_Exercise_
Nothing in the listing may be skipped; repeat it all exactly.

+===+

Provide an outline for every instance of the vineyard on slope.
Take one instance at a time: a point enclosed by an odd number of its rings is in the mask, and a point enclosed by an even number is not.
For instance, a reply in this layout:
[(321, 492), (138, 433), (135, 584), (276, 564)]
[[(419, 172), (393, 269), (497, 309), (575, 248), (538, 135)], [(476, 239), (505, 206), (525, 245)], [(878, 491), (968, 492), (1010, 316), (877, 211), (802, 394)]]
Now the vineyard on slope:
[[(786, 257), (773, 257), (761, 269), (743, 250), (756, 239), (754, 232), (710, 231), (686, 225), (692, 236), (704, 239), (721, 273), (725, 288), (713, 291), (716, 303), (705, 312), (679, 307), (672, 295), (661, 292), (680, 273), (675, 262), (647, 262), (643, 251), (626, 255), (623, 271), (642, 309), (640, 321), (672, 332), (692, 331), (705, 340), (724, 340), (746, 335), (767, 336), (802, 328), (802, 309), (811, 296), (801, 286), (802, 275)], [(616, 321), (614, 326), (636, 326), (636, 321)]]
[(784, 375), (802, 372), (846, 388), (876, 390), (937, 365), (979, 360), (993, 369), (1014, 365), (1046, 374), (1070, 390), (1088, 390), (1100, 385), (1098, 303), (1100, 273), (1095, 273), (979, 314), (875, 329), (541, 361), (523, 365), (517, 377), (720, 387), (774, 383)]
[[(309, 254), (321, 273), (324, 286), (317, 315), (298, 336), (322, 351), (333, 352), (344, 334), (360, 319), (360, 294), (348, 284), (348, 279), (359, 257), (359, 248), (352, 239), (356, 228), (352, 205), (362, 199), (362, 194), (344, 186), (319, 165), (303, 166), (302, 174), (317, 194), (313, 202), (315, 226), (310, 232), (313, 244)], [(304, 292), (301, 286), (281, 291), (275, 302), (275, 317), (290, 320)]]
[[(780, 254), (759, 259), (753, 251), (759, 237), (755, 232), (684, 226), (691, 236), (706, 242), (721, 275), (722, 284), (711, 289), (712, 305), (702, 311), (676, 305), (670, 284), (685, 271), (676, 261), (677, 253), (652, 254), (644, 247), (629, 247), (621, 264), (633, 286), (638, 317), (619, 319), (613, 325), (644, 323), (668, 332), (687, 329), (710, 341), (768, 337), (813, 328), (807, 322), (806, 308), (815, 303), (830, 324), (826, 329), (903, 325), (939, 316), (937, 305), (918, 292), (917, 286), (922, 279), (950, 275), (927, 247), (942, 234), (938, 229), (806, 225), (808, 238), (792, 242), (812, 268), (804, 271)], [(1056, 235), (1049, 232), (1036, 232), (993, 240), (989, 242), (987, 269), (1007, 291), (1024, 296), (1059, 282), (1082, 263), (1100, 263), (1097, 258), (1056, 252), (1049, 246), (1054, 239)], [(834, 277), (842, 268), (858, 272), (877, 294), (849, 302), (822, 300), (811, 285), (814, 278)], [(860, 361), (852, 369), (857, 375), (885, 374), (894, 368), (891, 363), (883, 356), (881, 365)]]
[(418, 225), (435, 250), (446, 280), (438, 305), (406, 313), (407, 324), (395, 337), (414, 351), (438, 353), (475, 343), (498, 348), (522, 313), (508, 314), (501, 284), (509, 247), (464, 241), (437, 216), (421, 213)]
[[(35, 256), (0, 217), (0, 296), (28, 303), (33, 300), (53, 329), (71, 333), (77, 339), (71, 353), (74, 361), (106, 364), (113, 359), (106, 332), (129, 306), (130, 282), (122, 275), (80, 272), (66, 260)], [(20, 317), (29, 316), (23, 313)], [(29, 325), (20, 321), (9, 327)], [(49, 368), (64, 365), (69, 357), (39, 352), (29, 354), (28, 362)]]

+===+

_Response_
Provide an outline for every instance of the vineyard on slope.
Take one instance at a time: a point enclosed by an odd number of its rings is in the mask, and a point enclosed by an even number is not.
For instance, a reply in this layout:
[(321, 492), (138, 433), (135, 584), (276, 564)]
[[(419, 172), (393, 269), (497, 309), (575, 248), (538, 135)], [(476, 239), (505, 206), (525, 245)], [(878, 491), (968, 492), (1010, 316), (877, 211), (802, 394)]]
Now the vineyard on slope:
[[(786, 257), (773, 257), (761, 269), (743, 250), (756, 239), (754, 232), (710, 231), (686, 225), (692, 236), (704, 239), (721, 273), (725, 288), (713, 291), (716, 303), (705, 312), (679, 307), (672, 295), (661, 292), (680, 273), (675, 262), (647, 262), (643, 251), (626, 255), (623, 271), (642, 309), (640, 321), (672, 332), (692, 331), (705, 340), (724, 340), (746, 335), (767, 336), (802, 328), (802, 309), (811, 296), (801, 286), (802, 275)], [(616, 321), (614, 326), (636, 326), (636, 321)]]
[(784, 375), (802, 372), (846, 388), (876, 390), (937, 365), (979, 360), (993, 369), (1014, 365), (1046, 374), (1070, 390), (1088, 390), (1100, 385), (1098, 303), (1100, 273), (1095, 273), (979, 314), (875, 329), (541, 361), (523, 365), (517, 377), (720, 387), (774, 383)]
[[(309, 254), (321, 273), (324, 286), (317, 315), (298, 336), (322, 351), (333, 352), (344, 334), (360, 319), (360, 294), (348, 284), (348, 279), (359, 257), (359, 248), (352, 239), (356, 228), (352, 205), (362, 199), (362, 194), (344, 186), (319, 165), (303, 166), (302, 174), (317, 194), (313, 202), (315, 226), (310, 232), (313, 244)], [(304, 292), (301, 286), (281, 291), (275, 302), (275, 317), (290, 320)]]
[[(780, 254), (759, 259), (753, 251), (759, 237), (755, 232), (684, 226), (691, 236), (706, 242), (721, 275), (722, 284), (711, 289), (712, 305), (702, 311), (676, 305), (670, 284), (685, 271), (676, 261), (677, 253), (652, 254), (644, 247), (629, 247), (621, 264), (633, 286), (638, 317), (619, 319), (613, 325), (644, 323), (668, 332), (687, 329), (710, 341), (768, 337), (813, 328), (807, 322), (806, 308), (815, 303), (830, 324), (826, 329), (903, 325), (939, 316), (937, 305), (918, 292), (917, 286), (922, 279), (950, 275), (927, 247), (942, 234), (938, 229), (806, 225), (808, 238), (792, 242), (812, 268), (804, 271)], [(1056, 235), (1049, 232), (1036, 232), (993, 240), (989, 242), (987, 269), (1007, 291), (1024, 296), (1059, 282), (1082, 263), (1100, 263), (1097, 258), (1056, 252), (1049, 246), (1054, 239)], [(834, 277), (842, 268), (858, 272), (877, 294), (849, 302), (822, 300), (811, 285), (814, 278)], [(860, 361), (852, 369), (857, 375), (885, 374), (894, 368), (891, 363), (883, 356), (881, 365)]]
[(418, 225), (435, 250), (446, 280), (438, 305), (406, 313), (407, 324), (395, 337), (414, 351), (438, 353), (475, 343), (498, 348), (522, 313), (508, 314), (501, 284), (509, 247), (464, 241), (437, 216), (421, 213)]
[[(35, 256), (0, 217), (0, 296), (28, 303), (33, 300), (53, 329), (71, 333), (77, 339), (71, 353), (74, 361), (106, 364), (113, 359), (106, 332), (129, 306), (130, 282), (122, 275), (80, 272), (66, 260)], [(20, 317), (29, 316), (23, 313)], [(29, 325), (20, 321), (9, 327)], [(49, 368), (64, 365), (69, 357), (39, 352), (29, 354), (28, 362)]]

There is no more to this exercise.